Copy every one of the rows below word for word, in the same order.

● ● ● ● ●

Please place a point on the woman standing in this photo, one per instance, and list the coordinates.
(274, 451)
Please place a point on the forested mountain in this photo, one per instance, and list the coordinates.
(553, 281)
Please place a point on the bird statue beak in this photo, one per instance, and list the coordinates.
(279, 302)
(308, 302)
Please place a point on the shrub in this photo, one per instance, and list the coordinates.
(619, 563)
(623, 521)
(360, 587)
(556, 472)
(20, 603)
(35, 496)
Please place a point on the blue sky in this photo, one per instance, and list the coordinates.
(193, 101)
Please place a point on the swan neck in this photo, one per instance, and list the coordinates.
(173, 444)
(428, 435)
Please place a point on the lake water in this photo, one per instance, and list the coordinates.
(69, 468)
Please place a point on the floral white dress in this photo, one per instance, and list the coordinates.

● ● ● ● ●

EXERCISE OUTPUT –
Please place a point on the woman standing in this photo, one per instance, and list the coordinates.
(274, 451)
Please place a point on the forested mountain in this photo, one per instance, and list the coordinates.
(553, 281)
Please place a point on the bird statue beak in this photo, one per instance, and list the coordinates.
(279, 302)
(308, 302)
Please place a point on the shrub in this photo, one per instance, and list the coordinates.
(619, 563)
(623, 521)
(360, 587)
(556, 472)
(20, 603)
(35, 496)
Please place a point on the blue sky in this photo, one per instance, and list the coordinates.
(193, 101)
Please place a point on the swan neck in this photo, one per instance, and list the coordinates.
(173, 444)
(428, 435)
Please place a point on the lake water in this photo, one per instance, and list the coordinates.
(69, 468)
Please place a point on the floral white dress in this photo, one per instance, and list the coordinates.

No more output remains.